**VORGEGEBENER TEXT**
----------

"Es ist schon so, dass ich mich darüber freuen kann, ich weiß nicht, also ich hab zum Glück die DDR nicht miterlebt und ich kann von Glück sagen, dass ich im vereinten Deutschland lebe."
Der Dresdner Lukas Brethfeld ist gerade 20 geworden. Er gehört zur Generation Einheit, geboren 1990 in Dresden. Die Freude über die deutsche Einheit teilt der Abiturient mit vielen seiner Altersgenossen. Einer neuen Leipziger Studie zufolge freuen sich rund 64 Prozent aller jungen Ostdeutschen unter 24 Jahren über die deutsche Wiedervereinigung. In der Elterngeneration zwischen Mitte 40 und Mitte 50 ist es gerade mal jeder Zweite, der darüber glücklich ist. Das ist das Ergebnis einer repräsentativen Umfrage, die Prof. Elmar Brähler, Leiter der Medizinischen Psychologie und Soziologie an der Universität Leipzig, durchgeführt hat:
"Die Mehrheit freut sich über die Einheit und vor allem auch die Jungen im Osten freuen sich über die Einheit. Und manchmal denkt man, die Westdeutschen freuen sich noch mehr über die Einheit. Aber die glauben, dass die friedliche Revolution den Ostdeutschen das Glück gebracht hat. Ein bisschen skeptischer sind die Ostdeutschen dennoch."
Wie ticken die Ostdeutschen 20 Jahre nach der Einheit? Und was blieb übrig von der DDR-Identität? Wie bewerten die in der DDR Geborenen ihre einstige Welt einschließlich ihrer biografischen Aspekte? Das sind einige der Kernfragen, die die neue Studie klären wollte. Befragt wurden 2512 west- und ostdeutsche Männer und Frauen mit unterschiedlichem Bildungshintergrund.
War es höchste Zeit, das SED-Regime zu beseitigen? Nur knapp jeder zweite Ost-Rentner über 75 stimmt dieser Fragestellung zu. Bei den jungen Erwachsenen liegt dieser Wert weit höher. Rund 60 Prozent meinen, dass es höchste Eisenbahn war, das alte SED-Regime abzulösen. Ihre jugendlichen Alterskollegen im Westen stimmen sogar mit 78 Prozent dieser Aussage zu. Fragt man zufällig ausgewählte Jugendliche der 9. oder 10. Klasse in Sachsen nach ihren Kenntnissen über die DDR, sind Antworten wie diese aus Radeburg bei Dresden keine Seltenheit:
"Denen ging es doch gut, im Gegensatz zu meinen Großeltern oder so in der Nachkriegszeit, wenn man das dann vergleicht: Denn alle hatten einen Arbeitsplatz, es gab alles meist günstig, Grundnahrungsmittel und so, und man hatte ein Dach über dem Kopf.

----------

**DATENABSCHNITT**
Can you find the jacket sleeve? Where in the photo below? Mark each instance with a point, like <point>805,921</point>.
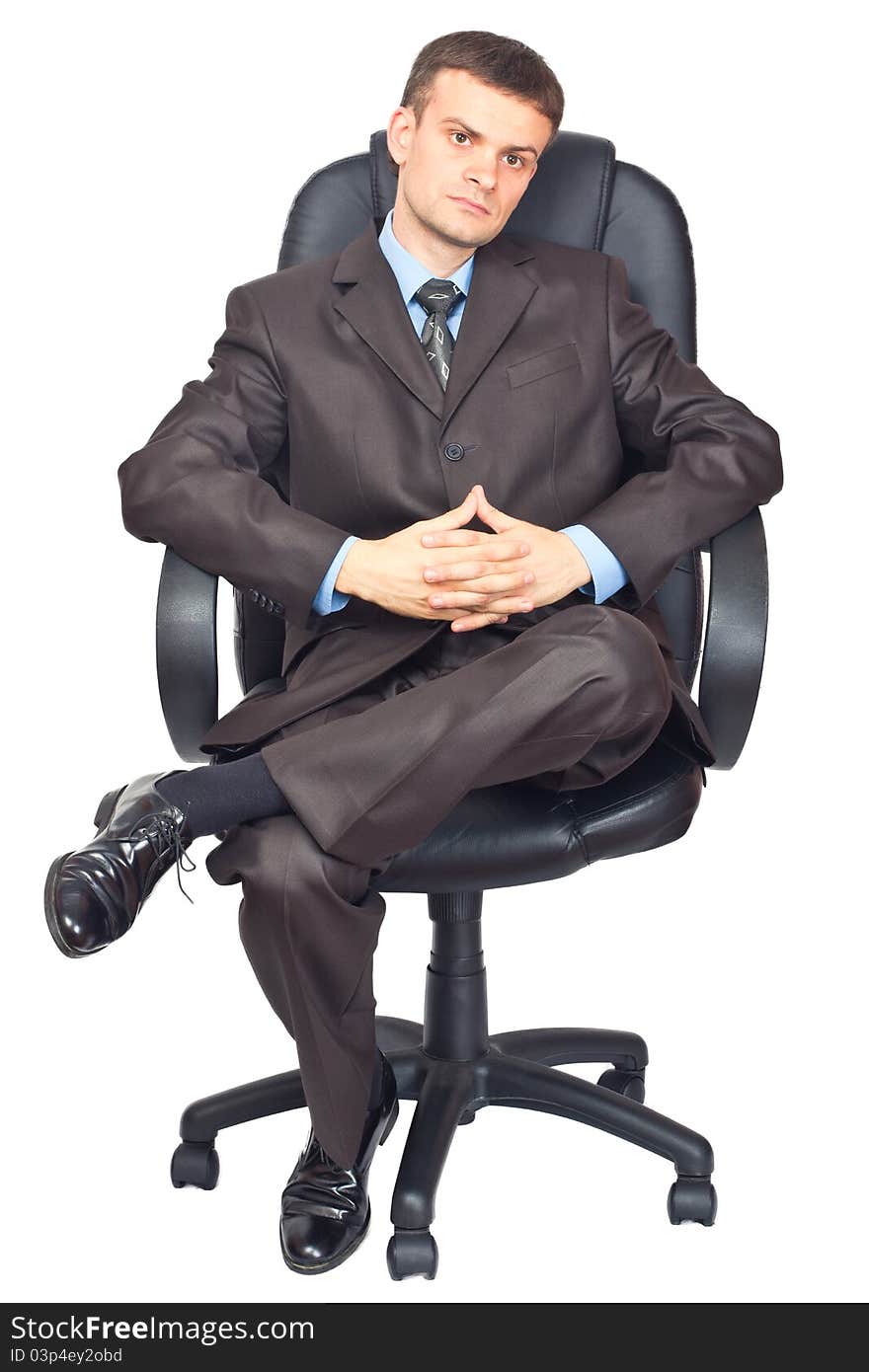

----------

Führe den Text über die Sicht junger Ostdeutscher auf die deutsche Einheit nach seinem letzten Satz weiter. Die Daten spielen hierfür keine Rolle.

**AUSGABE**
Also ich hätte sie gerne noch miterlebt, muss ich ehrlich zugeben, gerade so, was meine Großeltern so erzählen, dass die auf dem Dorf eigentlich schon Frieden hatten, also von der Stasi haben die nicht so viel mitbekommen. Sie waren glücklich mit dem, was sie hatten, die hatten alles, was sie brauchten."
Die Schülerinnen und Schüler, die nach der Wende geboren wurden, diskutieren weniger über die Frage, was die Deutschen trennt, verglichen mit der älteren Generation. Vielfach ist es auch gar kein Thema für sie, ob sie im Osten oder im Westen Deutschlands geboren wurden. Mit einer Ausnahme. Auf die Frage, ob Westdeutsche Ostdeutsche als Menschen zweiter Klasse behandeln, sind die Ergebnisse eindeutig:
Gerade die jüngste Gruppe der Befragten, die Gruppe unter 25 Jahren stimmt dieser Aussage zu. Nach Ansicht des emeritierten Professors Wolf Wagner, der zuletzt in Erfurt lehrte, ist dies allein mit dem Kulturschock zu erklären, den die DDR-Bevölkerung nach dem Mauerfall durchlebte:
"Der Verlauf direkt nach der Wende 1989/90 war auffällig ähnlich, also zuerst diese Euphorie und dann die zunehmende Entfremdung und nun ist eben die Frage, wie geht das weiter?"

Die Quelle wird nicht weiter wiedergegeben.